__YOUR INSTRUCTIONS__
Could you rewrite the records below with every "Target:" changed to "Label:" and nothing else altered?

(Excerpts from point annotation data)
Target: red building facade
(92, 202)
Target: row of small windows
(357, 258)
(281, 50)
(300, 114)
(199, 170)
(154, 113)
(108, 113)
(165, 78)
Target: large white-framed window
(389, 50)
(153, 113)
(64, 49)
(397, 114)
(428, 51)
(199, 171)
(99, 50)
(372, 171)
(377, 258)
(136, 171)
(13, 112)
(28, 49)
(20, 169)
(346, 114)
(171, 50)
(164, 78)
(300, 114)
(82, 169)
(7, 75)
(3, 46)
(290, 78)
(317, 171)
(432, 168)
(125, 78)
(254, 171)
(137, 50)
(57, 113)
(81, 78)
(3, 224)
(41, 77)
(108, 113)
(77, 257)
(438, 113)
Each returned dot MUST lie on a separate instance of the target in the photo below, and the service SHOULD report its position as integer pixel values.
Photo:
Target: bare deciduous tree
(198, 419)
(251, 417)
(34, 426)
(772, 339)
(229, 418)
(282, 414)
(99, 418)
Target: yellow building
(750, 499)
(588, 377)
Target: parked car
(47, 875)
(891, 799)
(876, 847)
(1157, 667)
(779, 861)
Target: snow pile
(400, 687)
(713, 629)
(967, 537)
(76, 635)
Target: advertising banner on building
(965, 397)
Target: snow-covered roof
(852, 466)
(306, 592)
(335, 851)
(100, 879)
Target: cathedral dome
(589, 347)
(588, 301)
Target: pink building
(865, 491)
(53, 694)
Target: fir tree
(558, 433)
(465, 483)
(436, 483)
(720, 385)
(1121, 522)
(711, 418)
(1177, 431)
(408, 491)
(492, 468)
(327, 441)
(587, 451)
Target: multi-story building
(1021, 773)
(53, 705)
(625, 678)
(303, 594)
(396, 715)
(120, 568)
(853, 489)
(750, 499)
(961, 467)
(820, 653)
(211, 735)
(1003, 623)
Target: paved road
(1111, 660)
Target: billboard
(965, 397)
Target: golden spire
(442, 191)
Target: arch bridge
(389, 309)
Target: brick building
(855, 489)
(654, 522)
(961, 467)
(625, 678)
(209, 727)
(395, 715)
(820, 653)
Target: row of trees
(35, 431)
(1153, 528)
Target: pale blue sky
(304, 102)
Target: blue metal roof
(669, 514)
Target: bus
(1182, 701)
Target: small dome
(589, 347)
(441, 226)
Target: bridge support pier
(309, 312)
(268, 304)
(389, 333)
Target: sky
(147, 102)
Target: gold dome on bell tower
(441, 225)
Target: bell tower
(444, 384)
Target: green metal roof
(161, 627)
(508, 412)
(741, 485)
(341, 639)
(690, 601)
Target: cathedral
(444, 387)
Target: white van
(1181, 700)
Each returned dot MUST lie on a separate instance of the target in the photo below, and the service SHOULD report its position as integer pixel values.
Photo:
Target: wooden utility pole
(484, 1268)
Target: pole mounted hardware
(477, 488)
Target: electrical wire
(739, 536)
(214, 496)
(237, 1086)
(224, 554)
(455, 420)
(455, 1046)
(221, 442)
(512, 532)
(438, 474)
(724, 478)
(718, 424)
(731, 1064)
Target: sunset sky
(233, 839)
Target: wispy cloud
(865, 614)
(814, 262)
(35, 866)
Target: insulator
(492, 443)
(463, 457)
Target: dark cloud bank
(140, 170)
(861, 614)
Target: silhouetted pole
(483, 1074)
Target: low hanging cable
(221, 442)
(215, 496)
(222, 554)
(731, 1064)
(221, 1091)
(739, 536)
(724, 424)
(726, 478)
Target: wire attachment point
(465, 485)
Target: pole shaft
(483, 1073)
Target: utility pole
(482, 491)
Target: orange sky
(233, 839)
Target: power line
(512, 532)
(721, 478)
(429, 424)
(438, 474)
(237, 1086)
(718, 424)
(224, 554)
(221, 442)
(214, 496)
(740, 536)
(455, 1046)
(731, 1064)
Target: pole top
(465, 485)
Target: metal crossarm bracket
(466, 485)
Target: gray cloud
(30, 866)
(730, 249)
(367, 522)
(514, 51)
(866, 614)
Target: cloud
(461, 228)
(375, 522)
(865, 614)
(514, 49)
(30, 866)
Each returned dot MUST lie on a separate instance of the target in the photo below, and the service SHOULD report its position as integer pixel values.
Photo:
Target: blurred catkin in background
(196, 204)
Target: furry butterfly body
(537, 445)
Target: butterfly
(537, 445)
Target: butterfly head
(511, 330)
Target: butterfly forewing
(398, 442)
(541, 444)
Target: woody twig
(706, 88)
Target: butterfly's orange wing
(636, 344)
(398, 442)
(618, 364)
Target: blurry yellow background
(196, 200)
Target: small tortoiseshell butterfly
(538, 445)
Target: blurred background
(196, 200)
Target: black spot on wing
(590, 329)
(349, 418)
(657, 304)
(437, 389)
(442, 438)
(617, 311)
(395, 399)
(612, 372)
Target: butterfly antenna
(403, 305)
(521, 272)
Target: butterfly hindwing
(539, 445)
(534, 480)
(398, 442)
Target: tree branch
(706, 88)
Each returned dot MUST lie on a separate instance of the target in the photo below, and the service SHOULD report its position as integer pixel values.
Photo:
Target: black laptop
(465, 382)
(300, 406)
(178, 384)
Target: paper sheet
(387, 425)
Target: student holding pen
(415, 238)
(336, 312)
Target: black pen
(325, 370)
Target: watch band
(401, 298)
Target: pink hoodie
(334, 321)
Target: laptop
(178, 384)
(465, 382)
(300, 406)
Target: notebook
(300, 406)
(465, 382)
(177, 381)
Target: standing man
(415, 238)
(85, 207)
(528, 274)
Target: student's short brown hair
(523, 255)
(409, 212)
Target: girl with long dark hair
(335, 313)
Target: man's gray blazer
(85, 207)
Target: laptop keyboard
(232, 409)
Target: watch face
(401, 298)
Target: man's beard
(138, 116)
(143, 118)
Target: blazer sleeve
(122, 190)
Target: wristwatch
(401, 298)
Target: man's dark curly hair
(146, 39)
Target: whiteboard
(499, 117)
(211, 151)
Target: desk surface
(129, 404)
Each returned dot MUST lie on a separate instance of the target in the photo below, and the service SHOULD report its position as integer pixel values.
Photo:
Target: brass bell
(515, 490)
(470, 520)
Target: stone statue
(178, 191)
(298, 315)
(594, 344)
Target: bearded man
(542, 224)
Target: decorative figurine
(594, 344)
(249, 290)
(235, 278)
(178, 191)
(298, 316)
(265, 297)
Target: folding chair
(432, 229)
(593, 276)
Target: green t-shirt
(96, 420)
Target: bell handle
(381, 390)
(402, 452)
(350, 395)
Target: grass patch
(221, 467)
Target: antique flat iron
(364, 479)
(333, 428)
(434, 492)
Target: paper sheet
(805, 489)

__TASK OUTPUT__
Label: red building facade
(92, 202)
Label: row of small windows
(357, 258)
(281, 50)
(300, 114)
(199, 170)
(154, 113)
(108, 113)
(165, 78)
Label: large white-framed window
(389, 50)
(153, 113)
(64, 49)
(397, 114)
(428, 51)
(199, 171)
(99, 50)
(372, 171)
(377, 258)
(136, 171)
(13, 112)
(28, 49)
(20, 169)
(346, 114)
(171, 50)
(164, 78)
(300, 114)
(82, 169)
(7, 75)
(3, 46)
(290, 78)
(317, 171)
(432, 168)
(125, 78)
(254, 171)
(137, 50)
(57, 113)
(81, 78)
(3, 224)
(41, 77)
(108, 113)
(77, 257)
(438, 113)
Each returned dot MUST lie on a separate instance of the target in the photo below, and the service SHOULD report its position as integer pixel values.
Photo:
Label: bare deciduous tree
(198, 419)
(251, 417)
(34, 426)
(772, 339)
(229, 418)
(282, 414)
(99, 418)
Label: yellow building
(750, 499)
(588, 377)
Label: parked car
(47, 875)
(891, 799)
(876, 847)
(1157, 667)
(779, 861)
Label: snow pile
(400, 687)
(713, 629)
(967, 537)
(76, 635)
Label: advertising banner on building
(965, 397)
Label: snow-covered roof
(852, 466)
(306, 592)
(335, 851)
(100, 879)
Label: cathedral dome
(589, 347)
(588, 301)
Label: pink building
(865, 491)
(53, 694)
Label: fir tree
(558, 433)
(465, 483)
(436, 483)
(720, 385)
(1121, 522)
(711, 418)
(1177, 431)
(408, 491)
(492, 468)
(327, 441)
(587, 451)
Label: multi-story building
(1021, 773)
(53, 705)
(625, 678)
(303, 594)
(396, 715)
(120, 568)
(853, 489)
(750, 499)
(961, 467)
(820, 653)
(211, 735)
(1003, 623)
Label: paved road
(1111, 660)
Label: billboard
(965, 397)
Label: golden spire
(442, 191)
Label: arch bridge
(389, 309)
Label: brick building
(855, 489)
(654, 522)
(961, 467)
(625, 678)
(209, 727)
(395, 715)
(820, 653)
Label: row of trees
(35, 431)
(1153, 528)
Label: pale blue sky
(304, 102)
Label: blue metal roof
(669, 514)
Label: bus
(1182, 701)
Label: small dome
(589, 347)
(441, 226)
Label: bridge support pier
(309, 312)
(268, 304)
(389, 333)
Label: sky
(147, 102)
Label: gold dome on bell tower
(441, 225)
Label: bell tower
(444, 384)
Label: green metal roof
(161, 627)
(508, 412)
(741, 485)
(341, 639)
(690, 601)
Label: cathedral
(444, 387)
Label: white van
(1181, 700)
Each returned dot MUST lie on a separate instance of the target in the photo below, and the service SHOULD report its position as integer pixel values.
Photo:
Label: wooden utility pole
(484, 1268)
Label: pole mounted hardware
(477, 488)
Label: electrical wire
(739, 536)
(214, 496)
(237, 1086)
(224, 554)
(455, 420)
(455, 1046)
(221, 442)
(512, 532)
(438, 474)
(724, 478)
(718, 424)
(731, 1064)
Label: sunset sky
(233, 839)
Label: wispy cloud
(865, 614)
(814, 262)
(35, 866)
Label: insulator
(492, 443)
(463, 457)
Label: dark cloud bank
(140, 170)
(861, 614)
Label: silhouetted pole
(483, 1074)
Label: low hanging cable
(221, 442)
(215, 496)
(222, 554)
(731, 1064)
(221, 1091)
(739, 536)
(724, 424)
(726, 478)
Label: wire attachment point
(465, 485)
Label: pole shaft
(483, 1073)
Label: utility pole
(482, 491)
Label: orange sky
(233, 839)
Label: power line
(512, 532)
(721, 478)
(429, 424)
(438, 474)
(237, 1086)
(718, 424)
(224, 554)
(221, 442)
(214, 496)
(740, 536)
(455, 1046)
(731, 1064)
Label: pole top
(465, 485)
Label: metal crossarm bracket
(466, 485)
Label: gray cloud
(30, 866)
(730, 249)
(367, 522)
(514, 51)
(866, 614)
Label: cloud
(461, 228)
(375, 522)
(865, 614)
(514, 49)
(30, 866)
Each returned dot MUST lie on a separate instance of the target in the photo below, and the service SHOULD report its position as integer pixel values.
Photo:
Label: blurred catkin in background
(196, 204)
Label: furry butterfly body
(537, 445)
Label: butterfly
(537, 445)
Label: butterfly head
(511, 330)
Label: butterfly forewing
(398, 442)
(541, 444)
Label: woody twig
(706, 88)
Label: butterfly's orange wing
(636, 344)
(398, 442)
(618, 364)
Label: blurry yellow background
(196, 200)
Label: small tortoiseshell butterfly
(538, 445)
Label: blurred background
(196, 200)
Label: black spot on wing
(590, 329)
(349, 418)
(657, 304)
(437, 389)
(442, 438)
(617, 311)
(395, 399)
(612, 372)
Label: butterfly antenna
(403, 305)
(521, 272)
Label: butterfly hindwing
(539, 445)
(534, 480)
(398, 442)
Label: tree branch
(706, 88)
Each returned dot MUST lie on a separate instance of the target in the photo below, and the service SHOULD report its position as integer pixel values.
Photo:
Label: black laptop
(465, 382)
(300, 406)
(178, 384)
Label: paper sheet
(387, 425)
Label: student holding pen
(415, 238)
(336, 312)
Label: black pen
(325, 370)
Label: watch band
(401, 298)
Label: pink hoodie
(334, 321)
Label: laptop
(178, 384)
(465, 382)
(300, 406)
Label: notebook
(300, 406)
(465, 382)
(177, 381)
Label: standing man
(415, 238)
(85, 207)
(528, 274)
Label: student's short brown hair
(523, 255)
(409, 212)
Label: girl with long dark hair
(335, 313)
Label: man's gray blazer
(85, 207)
Label: laptop keyboard
(232, 409)
Label: watch face
(401, 298)
Label: man's beard
(138, 116)
(143, 118)
Label: blazer sleeve
(122, 190)
Label: wristwatch
(401, 298)
Label: man's dark curly hair
(146, 39)
Label: whiteboard
(499, 117)
(211, 151)
Label: desk surface
(129, 404)
Each returned dot MUST lie on a separate instance of the target in the photo below, and the service SHOULD report its position as integer pixel values.
Photo:
Label: brass bell
(515, 490)
(470, 520)
Label: stone statue
(178, 191)
(298, 315)
(594, 344)
Label: bearded man
(542, 224)
Label: decorative figurine
(594, 344)
(249, 290)
(235, 278)
(178, 191)
(298, 316)
(265, 297)
Label: folding chair
(432, 229)
(593, 276)
Label: green t-shirt
(96, 420)
Label: bell handle
(381, 390)
(402, 452)
(350, 395)
Label: grass patch
(221, 467)
Label: antique flat iron
(364, 479)
(333, 428)
(434, 492)
Label: paper sheet
(805, 489)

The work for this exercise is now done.